** Exercise requirements **
The entries are to be written out again with no differences.

** Stored data entries **
####
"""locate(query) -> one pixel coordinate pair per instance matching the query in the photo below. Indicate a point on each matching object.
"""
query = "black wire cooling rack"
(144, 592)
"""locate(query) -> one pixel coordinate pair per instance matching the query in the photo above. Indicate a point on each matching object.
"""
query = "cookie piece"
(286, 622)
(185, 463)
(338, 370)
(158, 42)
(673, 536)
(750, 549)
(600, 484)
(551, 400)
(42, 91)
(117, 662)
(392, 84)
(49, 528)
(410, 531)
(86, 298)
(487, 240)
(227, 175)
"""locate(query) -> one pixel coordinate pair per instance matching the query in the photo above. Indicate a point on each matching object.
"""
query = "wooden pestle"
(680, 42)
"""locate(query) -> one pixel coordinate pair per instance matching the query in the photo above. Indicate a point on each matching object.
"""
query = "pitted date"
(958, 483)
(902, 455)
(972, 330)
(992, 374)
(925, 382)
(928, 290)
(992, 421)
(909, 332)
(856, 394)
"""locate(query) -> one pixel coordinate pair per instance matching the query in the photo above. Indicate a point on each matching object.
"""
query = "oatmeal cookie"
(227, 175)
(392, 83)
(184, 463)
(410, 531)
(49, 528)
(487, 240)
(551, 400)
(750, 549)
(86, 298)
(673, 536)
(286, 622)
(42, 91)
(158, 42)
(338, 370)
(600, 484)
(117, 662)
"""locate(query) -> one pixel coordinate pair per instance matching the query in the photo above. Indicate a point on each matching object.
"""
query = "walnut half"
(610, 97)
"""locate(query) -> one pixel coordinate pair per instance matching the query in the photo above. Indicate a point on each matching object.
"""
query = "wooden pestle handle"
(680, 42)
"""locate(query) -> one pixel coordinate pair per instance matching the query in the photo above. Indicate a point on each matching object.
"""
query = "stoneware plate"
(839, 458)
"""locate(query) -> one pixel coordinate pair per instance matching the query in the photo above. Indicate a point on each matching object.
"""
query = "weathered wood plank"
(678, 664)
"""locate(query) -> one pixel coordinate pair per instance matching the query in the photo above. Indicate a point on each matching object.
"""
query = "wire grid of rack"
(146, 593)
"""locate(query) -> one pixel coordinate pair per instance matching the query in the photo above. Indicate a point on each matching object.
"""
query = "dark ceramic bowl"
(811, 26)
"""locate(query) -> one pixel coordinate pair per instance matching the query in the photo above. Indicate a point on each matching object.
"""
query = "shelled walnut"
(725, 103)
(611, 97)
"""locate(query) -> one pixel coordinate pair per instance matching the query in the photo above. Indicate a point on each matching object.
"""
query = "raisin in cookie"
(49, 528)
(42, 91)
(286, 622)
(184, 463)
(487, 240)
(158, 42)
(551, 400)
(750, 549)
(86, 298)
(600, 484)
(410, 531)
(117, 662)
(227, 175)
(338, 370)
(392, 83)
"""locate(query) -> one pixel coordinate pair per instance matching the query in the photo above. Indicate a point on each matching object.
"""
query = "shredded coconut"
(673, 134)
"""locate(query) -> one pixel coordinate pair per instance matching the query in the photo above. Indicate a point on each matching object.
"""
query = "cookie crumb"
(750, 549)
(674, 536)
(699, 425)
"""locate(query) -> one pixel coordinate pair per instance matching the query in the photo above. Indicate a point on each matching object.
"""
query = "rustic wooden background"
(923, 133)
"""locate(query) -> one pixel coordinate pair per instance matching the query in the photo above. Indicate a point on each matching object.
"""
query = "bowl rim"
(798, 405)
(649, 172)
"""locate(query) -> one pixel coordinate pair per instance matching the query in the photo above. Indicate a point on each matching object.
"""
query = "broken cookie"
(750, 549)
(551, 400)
####
** Response box **
"""locate(query) -> one pixel coordinate pair per instance matching the query in the photo below. Indicate a point on each matching object.
"""
query = "black wire cooling rack"
(144, 592)
"""locate(query) -> one pixel coordinate pair per instance matching the query in the photo above. Indicate a point on each matching object.
"""
query = "cookie piece"
(286, 622)
(185, 463)
(338, 370)
(158, 42)
(673, 536)
(750, 549)
(600, 484)
(551, 400)
(42, 91)
(117, 662)
(392, 84)
(49, 528)
(410, 531)
(86, 298)
(487, 240)
(227, 175)
"""locate(query) -> one pixel coordinate pair per instance matching the query in the photo above. Indicate a point on each matching object.
"""
query = "wooden pestle"
(680, 42)
"""locate(query) -> one pixel coordinate pair per instance matching the query in the photo above. Indicate a point on each matching object.
"""
query = "pitted date"
(958, 483)
(902, 455)
(972, 330)
(992, 374)
(925, 382)
(928, 290)
(992, 421)
(909, 332)
(856, 394)
"""locate(query) -> one pixel coordinate pair per instance matching the query in the photo above. Indicate a point on each matching object.
"""
query = "oatmeal cookie"
(227, 175)
(392, 83)
(184, 463)
(410, 531)
(49, 528)
(487, 240)
(551, 400)
(750, 549)
(86, 298)
(673, 536)
(286, 622)
(42, 91)
(158, 42)
(338, 370)
(600, 484)
(117, 662)
"""locate(query) -> one pixel coordinate pair per instance matching the query in the photo above. Indicate a point on each matching object.
"""
query = "walnut half"
(610, 97)
"""locate(query) -> one pixel coordinate pair per instance matching the query in the photo above. Indicate a point on each matching object.
"""
query = "wooden pestle handle"
(680, 42)
"""locate(query) -> one pixel coordinate pair per instance matching the query in the photo above. Indicate a point on each matching object.
"""
query = "stoneware plate"
(839, 458)
"""locate(query) -> one pixel coordinate pair per instance matching the query in the photo above. Indicate a point on each matching object.
"""
query = "weathered wood plank"
(678, 664)
"""locate(query) -> one pixel coordinate pair per instance matching the query in the photo above. Indicate a point on each matching object.
"""
query = "wire grid of rack"
(146, 593)
"""locate(query) -> one pixel coordinate pair per instance matching the query in the photo above. Indicate a point on each matching object.
"""
query = "dark ceramic bowl"
(811, 26)
"""locate(query) -> one pixel coordinate pair per instance matching the query in the photo above. Indicate a point on each matching object.
"""
query = "shelled walnut"
(725, 103)
(611, 97)
"""locate(query) -> one pixel coordinate pair per instance matching the query in the photo above. Indicate a point on each matching object.
"""
query = "raisin in cookie"
(49, 528)
(42, 91)
(286, 622)
(184, 463)
(487, 240)
(158, 42)
(551, 400)
(750, 549)
(86, 298)
(600, 484)
(410, 531)
(117, 662)
(227, 175)
(338, 370)
(392, 83)
"""locate(query) -> one pixel coordinate pair per instance matching the query in the photo above. Indicate a point on each matching object.
"""
query = "shredded coconut"
(673, 134)
"""locate(query) -> one pixel coordinate pair per instance matching the query in the photo above. Indicate a point on each matching object.
"""
query = "cookie crumb"
(750, 549)
(674, 536)
(699, 425)
"""locate(query) -> one pixel coordinate pair per instance matching the query in the photo above. Indicate a point on each matching object.
"""
query = "rustic wooden background"
(923, 133)
"""locate(query) -> one pixel coordinate pair per instance matching the query in the photo above. Indicate a point on each matching object.
"""
query = "bowl rim"
(798, 405)
(649, 172)
"""locate(query) -> one pixel coordinate pair per instance matching the query in the photo above. Indicate a point on each matching object.
"""
query = "broken cookie"
(750, 549)
(551, 400)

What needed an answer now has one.